■ Problem requirements ■
Say how many lines below hold the word "shoulder"; give the number by itself.

++++ Data shown

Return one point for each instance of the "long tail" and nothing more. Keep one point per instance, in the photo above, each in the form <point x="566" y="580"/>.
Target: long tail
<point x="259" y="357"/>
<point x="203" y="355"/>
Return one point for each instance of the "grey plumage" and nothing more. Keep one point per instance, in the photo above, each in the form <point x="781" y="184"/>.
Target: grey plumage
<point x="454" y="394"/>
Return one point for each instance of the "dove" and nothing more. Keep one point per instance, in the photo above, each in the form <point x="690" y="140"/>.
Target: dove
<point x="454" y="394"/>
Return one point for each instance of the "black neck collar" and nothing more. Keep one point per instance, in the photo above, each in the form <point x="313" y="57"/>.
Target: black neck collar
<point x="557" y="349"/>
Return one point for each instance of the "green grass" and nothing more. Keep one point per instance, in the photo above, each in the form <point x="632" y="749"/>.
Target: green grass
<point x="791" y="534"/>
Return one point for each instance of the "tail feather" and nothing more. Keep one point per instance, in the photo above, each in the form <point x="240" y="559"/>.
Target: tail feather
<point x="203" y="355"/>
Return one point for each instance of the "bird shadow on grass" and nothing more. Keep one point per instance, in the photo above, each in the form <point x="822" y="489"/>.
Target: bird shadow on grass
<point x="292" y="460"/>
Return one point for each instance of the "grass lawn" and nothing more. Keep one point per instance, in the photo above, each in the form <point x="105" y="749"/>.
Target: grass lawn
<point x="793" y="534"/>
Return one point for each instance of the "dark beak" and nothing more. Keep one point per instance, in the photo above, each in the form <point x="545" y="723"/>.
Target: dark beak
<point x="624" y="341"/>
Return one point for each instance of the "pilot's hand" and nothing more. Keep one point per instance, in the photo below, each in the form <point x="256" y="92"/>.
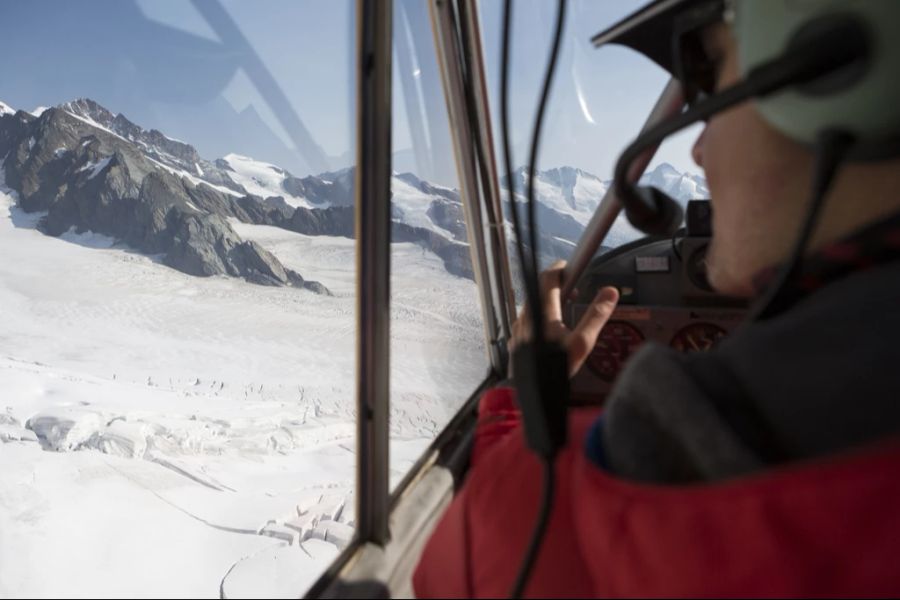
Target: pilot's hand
<point x="578" y="342"/>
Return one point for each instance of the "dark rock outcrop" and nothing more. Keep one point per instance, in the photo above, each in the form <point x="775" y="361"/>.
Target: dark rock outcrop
<point x="88" y="179"/>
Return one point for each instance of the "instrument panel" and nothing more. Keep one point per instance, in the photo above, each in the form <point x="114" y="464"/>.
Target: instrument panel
<point x="664" y="297"/>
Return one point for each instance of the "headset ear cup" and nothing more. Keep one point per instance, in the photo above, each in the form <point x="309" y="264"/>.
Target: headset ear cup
<point x="864" y="103"/>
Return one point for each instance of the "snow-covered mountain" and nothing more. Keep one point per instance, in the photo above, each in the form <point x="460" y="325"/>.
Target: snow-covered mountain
<point x="85" y="169"/>
<point x="567" y="198"/>
<point x="73" y="159"/>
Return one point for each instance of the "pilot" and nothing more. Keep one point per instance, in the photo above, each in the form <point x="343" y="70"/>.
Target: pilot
<point x="769" y="465"/>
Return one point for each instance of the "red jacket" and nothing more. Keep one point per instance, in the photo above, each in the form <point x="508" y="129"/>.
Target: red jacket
<point x="824" y="528"/>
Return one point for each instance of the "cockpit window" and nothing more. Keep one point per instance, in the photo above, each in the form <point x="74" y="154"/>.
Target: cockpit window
<point x="438" y="355"/>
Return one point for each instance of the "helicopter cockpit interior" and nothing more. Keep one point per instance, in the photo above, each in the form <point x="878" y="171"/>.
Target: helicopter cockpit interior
<point x="264" y="262"/>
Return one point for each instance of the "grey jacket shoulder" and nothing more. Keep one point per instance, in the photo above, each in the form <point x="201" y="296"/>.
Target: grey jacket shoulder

++++++++

■ Result of this exercise ■
2